| Extrait de page |
Dans la pièce d’à côté, une sonnerie de téléphone d’une autre époque retentit, un «dring-dring» froid et fort que l’on a perdu l’habitude d’entendre. « C’est trop dangereux pour nous de communiquer par talkie-walkie, ils nous écoutent de l’autre côté. Du coup, nous avons récupéré ce vieux poste qui est relié par câbles à toutes nos positions » raconte le commandant. Une épaisse liasse de câbles traverse le mur de sacs de sable pour rejoindre le gros boîtier fait de bois. Quand une position appelle, le téléphone sonne et le voyant rouge s’allume. Pour faire passer son message, le soldat en charge de la communication doit tourner une manivelle. « Ce n’est pas super moderne mais en communiquant par téléphone, nous prenons le risque de nous faire couper le réseau, et par talkie-walkie… Nous nous écoutons tous au point de parfois finir sur les mêmes ondes. Ça peut nous arriver de discuter avec les séparatistes même si le plus souvent ils en profitent pour nous insulter ».

| Données fournies |
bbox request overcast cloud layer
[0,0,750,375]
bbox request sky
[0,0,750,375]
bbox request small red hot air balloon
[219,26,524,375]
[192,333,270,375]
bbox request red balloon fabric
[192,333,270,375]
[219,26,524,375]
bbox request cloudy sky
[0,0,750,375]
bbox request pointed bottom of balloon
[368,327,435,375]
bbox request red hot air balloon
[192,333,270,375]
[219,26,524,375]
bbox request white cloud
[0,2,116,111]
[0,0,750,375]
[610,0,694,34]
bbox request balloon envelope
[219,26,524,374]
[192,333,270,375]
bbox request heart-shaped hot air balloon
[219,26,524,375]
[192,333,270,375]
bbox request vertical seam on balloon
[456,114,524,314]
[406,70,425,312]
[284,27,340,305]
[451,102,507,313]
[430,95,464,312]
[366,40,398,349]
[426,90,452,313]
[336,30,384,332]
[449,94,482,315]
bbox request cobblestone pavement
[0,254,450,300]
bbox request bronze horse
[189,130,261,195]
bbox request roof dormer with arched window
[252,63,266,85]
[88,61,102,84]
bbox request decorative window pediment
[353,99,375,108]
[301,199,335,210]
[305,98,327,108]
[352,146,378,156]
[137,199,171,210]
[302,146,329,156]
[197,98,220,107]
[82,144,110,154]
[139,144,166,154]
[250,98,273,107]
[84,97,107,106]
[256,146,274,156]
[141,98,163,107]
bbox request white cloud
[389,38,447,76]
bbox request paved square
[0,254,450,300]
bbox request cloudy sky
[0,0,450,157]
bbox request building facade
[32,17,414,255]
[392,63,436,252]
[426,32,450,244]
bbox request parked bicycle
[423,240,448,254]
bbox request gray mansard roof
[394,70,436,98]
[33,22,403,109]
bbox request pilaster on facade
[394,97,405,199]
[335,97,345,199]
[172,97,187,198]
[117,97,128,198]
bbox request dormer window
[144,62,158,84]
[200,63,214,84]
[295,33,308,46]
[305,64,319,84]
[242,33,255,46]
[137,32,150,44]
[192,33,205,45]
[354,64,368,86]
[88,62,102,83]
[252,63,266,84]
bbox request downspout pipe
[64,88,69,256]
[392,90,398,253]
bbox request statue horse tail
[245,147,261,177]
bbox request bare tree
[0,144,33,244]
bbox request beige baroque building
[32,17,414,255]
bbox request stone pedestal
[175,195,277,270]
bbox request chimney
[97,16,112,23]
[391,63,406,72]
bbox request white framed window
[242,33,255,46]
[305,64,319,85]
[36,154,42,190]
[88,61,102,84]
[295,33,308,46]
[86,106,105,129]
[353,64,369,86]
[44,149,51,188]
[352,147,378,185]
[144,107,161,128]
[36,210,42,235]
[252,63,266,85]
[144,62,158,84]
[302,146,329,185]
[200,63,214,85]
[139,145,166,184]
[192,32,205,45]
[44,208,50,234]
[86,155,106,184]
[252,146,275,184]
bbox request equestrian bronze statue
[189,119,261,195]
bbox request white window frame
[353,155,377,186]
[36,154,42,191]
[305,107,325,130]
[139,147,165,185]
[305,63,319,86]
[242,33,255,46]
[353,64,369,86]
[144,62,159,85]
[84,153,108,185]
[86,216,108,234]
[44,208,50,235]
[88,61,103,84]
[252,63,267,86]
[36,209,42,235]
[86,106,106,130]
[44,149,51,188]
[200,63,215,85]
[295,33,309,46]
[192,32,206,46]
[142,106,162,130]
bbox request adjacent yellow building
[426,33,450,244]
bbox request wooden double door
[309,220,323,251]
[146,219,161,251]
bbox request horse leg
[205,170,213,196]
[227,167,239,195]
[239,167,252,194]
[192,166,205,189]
==
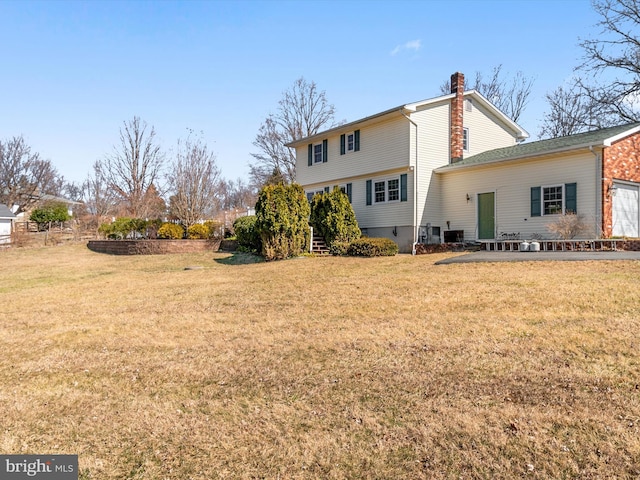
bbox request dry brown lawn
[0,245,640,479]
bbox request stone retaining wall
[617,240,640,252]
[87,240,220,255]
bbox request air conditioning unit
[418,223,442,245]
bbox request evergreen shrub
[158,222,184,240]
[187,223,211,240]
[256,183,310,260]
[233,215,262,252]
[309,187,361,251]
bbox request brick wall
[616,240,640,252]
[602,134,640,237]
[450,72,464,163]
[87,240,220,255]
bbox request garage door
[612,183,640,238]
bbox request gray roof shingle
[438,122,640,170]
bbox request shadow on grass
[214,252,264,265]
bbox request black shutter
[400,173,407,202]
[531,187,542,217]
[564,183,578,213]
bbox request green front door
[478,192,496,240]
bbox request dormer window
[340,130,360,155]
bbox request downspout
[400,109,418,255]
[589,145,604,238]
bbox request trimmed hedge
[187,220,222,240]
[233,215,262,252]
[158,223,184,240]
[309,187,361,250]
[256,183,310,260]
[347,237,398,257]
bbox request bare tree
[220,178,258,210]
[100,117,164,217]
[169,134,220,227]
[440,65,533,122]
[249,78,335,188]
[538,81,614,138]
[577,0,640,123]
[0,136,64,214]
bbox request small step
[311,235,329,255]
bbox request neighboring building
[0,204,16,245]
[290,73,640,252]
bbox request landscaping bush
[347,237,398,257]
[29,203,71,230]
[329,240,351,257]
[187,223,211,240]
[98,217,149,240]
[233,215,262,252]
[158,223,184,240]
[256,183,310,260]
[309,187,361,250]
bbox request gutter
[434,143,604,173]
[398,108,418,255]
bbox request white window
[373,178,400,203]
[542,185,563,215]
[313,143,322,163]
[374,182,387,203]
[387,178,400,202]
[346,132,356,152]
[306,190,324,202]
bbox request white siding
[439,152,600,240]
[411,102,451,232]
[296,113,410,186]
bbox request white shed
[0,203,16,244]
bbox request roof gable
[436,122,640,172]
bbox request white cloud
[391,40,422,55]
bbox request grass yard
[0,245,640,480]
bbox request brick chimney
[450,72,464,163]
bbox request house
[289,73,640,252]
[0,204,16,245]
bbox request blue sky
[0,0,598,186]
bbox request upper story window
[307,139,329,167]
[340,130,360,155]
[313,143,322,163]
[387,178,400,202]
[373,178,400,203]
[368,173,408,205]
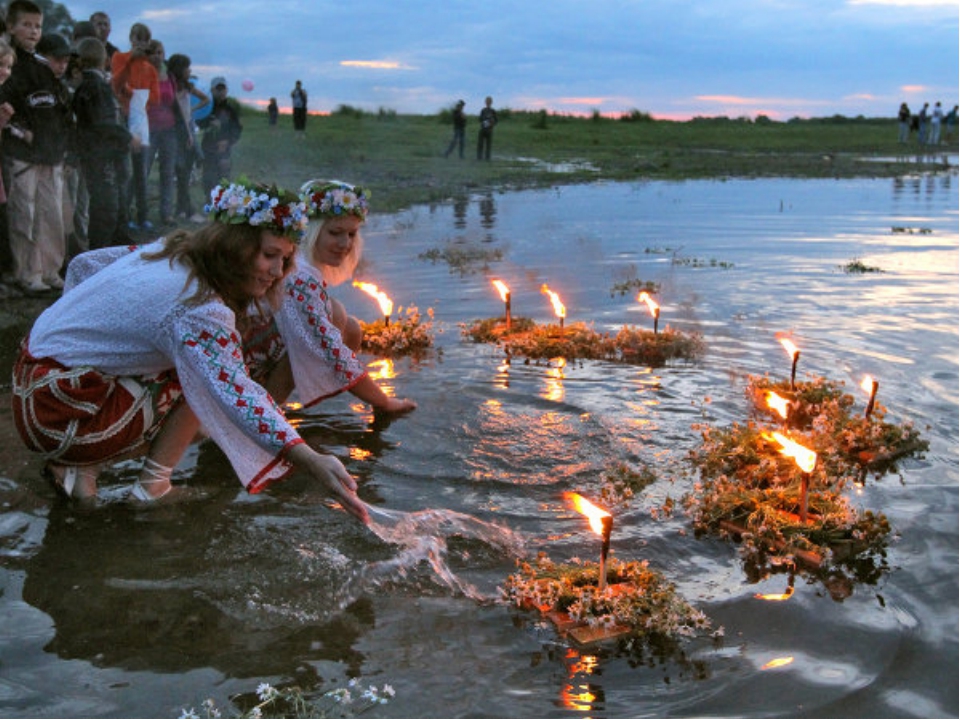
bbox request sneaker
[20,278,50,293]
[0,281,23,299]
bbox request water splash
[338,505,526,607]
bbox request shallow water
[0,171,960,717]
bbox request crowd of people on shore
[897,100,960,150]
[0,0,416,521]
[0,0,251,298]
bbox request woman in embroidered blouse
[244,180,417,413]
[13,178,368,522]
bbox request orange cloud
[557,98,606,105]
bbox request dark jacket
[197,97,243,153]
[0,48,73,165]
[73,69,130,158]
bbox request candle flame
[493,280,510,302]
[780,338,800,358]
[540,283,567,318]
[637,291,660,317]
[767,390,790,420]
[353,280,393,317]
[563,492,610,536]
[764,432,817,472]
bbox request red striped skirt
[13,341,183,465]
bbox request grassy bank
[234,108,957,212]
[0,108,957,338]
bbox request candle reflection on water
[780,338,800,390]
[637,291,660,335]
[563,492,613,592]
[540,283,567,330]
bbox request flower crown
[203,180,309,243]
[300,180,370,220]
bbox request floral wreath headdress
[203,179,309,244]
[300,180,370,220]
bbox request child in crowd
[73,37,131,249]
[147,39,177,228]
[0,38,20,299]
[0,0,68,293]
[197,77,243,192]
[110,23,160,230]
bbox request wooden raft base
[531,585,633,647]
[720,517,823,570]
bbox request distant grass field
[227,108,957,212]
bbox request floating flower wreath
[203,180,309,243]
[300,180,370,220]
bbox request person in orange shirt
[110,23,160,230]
--
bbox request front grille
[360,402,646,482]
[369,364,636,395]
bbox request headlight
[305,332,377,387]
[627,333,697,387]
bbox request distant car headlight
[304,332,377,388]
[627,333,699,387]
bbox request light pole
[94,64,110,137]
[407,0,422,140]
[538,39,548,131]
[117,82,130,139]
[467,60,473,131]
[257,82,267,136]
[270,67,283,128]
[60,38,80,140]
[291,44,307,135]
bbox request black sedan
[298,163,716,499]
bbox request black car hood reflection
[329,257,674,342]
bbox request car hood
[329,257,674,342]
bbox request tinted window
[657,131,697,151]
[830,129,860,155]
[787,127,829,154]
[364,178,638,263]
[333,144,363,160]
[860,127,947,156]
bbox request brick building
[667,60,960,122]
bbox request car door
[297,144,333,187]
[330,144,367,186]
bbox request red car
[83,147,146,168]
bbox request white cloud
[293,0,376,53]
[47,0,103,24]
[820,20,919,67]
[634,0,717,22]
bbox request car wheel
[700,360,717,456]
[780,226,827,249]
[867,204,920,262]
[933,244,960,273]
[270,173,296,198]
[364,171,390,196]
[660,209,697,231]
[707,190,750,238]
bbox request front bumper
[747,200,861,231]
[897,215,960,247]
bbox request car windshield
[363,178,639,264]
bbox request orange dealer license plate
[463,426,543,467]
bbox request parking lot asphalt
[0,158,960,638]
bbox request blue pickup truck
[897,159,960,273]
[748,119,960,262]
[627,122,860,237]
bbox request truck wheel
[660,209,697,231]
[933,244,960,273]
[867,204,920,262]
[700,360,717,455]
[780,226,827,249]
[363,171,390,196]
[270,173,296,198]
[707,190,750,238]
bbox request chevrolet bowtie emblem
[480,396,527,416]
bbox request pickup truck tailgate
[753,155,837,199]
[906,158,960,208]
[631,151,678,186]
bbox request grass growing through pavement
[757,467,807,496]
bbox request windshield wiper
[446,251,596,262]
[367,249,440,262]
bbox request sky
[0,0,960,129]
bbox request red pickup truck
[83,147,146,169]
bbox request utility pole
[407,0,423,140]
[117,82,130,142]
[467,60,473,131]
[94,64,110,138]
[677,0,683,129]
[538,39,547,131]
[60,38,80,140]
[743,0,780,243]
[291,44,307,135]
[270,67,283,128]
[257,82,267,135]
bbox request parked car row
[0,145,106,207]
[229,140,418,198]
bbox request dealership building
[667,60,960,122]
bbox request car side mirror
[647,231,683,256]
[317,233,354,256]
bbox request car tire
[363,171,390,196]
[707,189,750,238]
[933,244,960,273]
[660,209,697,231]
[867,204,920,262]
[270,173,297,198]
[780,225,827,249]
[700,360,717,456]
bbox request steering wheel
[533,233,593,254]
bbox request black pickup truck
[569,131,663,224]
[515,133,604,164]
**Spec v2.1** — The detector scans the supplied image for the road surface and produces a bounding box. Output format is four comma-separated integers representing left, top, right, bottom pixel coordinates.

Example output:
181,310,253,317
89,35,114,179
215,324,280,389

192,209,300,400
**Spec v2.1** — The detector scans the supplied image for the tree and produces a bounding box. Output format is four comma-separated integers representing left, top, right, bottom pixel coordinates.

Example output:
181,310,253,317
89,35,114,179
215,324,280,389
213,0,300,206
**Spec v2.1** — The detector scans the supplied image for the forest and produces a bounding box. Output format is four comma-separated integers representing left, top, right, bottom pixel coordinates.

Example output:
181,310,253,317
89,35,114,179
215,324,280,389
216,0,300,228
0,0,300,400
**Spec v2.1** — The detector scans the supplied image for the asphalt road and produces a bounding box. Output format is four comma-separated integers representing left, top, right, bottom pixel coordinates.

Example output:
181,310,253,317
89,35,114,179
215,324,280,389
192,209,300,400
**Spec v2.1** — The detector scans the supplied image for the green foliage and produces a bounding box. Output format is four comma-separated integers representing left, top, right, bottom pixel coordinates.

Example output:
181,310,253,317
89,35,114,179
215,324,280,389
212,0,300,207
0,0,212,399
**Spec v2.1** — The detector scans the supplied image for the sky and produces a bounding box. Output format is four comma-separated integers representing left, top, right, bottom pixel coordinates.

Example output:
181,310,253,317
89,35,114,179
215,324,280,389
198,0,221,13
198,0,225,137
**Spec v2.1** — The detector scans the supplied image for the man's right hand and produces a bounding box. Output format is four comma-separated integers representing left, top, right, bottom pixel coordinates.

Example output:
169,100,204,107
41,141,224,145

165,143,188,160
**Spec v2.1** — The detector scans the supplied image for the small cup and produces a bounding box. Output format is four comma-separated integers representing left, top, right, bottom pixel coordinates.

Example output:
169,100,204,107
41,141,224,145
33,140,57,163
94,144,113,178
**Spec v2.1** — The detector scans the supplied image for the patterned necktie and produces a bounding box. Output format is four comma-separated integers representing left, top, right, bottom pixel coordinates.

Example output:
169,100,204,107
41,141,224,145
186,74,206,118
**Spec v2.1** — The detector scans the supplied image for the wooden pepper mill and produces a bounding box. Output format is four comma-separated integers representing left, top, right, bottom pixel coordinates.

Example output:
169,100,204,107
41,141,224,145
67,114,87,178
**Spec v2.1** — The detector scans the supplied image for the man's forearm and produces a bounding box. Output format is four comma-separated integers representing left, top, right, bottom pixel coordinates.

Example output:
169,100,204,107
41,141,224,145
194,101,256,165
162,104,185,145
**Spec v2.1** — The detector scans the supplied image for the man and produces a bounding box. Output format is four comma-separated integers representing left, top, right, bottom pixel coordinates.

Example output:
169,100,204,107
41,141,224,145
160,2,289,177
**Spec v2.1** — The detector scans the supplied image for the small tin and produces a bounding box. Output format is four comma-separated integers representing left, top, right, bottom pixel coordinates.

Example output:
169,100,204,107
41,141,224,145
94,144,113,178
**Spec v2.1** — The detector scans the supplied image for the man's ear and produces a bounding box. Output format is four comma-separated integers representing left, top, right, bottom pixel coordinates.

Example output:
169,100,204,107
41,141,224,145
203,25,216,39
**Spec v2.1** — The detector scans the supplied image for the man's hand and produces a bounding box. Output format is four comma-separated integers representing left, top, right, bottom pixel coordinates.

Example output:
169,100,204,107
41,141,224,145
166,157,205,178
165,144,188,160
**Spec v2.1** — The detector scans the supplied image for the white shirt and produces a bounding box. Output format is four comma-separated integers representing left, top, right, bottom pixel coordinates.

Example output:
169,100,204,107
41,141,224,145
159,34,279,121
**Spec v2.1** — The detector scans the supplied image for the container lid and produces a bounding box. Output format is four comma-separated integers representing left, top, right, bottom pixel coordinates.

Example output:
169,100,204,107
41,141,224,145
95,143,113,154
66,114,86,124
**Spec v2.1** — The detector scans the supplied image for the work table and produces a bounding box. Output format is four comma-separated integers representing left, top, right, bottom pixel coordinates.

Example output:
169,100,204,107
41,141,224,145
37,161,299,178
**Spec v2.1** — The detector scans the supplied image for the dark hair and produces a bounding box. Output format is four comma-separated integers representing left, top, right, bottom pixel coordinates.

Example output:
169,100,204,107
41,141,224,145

| Exercice |
Répondez aux questions suivantes à partir de l'extrait sur le vieux poste téléphonique.
(a) Selon le commandant, pourquoi est-il trop dangereux de communiquer par talkie-walkie ?
(b) En quelle matière est fait le gros boîtier du téléphone ?
(c) Que doit faire le soldat chargé de la communication pour faire passer son message ?
Les lignes n'ont aucun rapport avec l'extrait.

| Réponse |
(a) C'est trop dangereux parce qu'ils sont écoutés de l'autre côté.
(b) Le gros boîtier est fait de bois.
(c) Il doit tourner une manivelle.